Gather every line below that contains the string "positive", and treat uppercase and lowercase letters as different.
BEGIN MATERIAL SUPPLIED
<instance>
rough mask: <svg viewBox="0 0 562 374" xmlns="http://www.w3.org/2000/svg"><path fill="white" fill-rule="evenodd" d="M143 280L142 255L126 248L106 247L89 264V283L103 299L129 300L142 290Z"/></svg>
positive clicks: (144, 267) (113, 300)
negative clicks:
END MATERIAL SUPPLIED
BEGIN MATERIAL SUPPLIED
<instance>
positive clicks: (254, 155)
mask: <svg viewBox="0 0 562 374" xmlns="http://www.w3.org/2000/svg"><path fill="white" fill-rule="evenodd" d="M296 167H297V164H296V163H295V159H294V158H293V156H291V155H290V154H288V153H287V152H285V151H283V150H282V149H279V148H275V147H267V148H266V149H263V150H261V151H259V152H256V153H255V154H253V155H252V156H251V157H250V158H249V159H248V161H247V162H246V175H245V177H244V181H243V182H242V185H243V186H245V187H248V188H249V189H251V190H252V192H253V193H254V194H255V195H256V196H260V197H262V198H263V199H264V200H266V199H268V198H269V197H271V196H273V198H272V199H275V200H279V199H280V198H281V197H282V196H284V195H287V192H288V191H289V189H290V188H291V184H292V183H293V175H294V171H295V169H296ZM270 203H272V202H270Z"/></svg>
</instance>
END MATERIAL SUPPLIED
BEGIN MATERIAL SUPPLIED
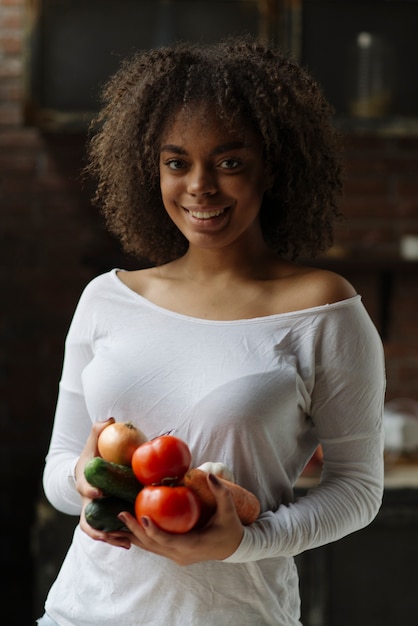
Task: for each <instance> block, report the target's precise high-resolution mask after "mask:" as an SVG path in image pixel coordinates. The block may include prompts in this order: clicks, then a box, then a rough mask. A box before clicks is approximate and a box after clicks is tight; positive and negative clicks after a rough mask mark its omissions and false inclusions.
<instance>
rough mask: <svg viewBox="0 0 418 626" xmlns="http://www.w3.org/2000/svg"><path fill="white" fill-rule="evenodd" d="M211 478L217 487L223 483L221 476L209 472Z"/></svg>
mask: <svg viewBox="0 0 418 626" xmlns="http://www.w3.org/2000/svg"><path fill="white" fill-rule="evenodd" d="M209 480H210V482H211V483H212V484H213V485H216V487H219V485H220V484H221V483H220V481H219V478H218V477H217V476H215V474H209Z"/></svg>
END MATERIAL SUPPLIED
WRITTEN SOLUTION ::
positive clicks: (144, 267) (113, 300)
positive clicks: (254, 155)
Task: for each <instance> block, report the target's precise high-resolution mask after "mask:" as an SVG path in image pixel coordinates. The block may include prompts in this order: clicks, then a box, then a rough mask. A box before clicks is approximate and a box after clicks is tight; positive and negative clicks after a rough mask mark its omissions and false inclusions.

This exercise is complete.